··· Extracted information ···

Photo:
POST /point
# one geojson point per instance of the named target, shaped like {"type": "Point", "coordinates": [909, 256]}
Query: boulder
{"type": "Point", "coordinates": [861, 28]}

···

» **Instruction**: Reproduce the material above line for line, changing nothing.

» **Solution to this problem**:
Photo:
POST /point
# one geojson point per instance of the named target, shaped like {"type": "Point", "coordinates": [909, 256]}
Query: boulder
{"type": "Point", "coordinates": [861, 28]}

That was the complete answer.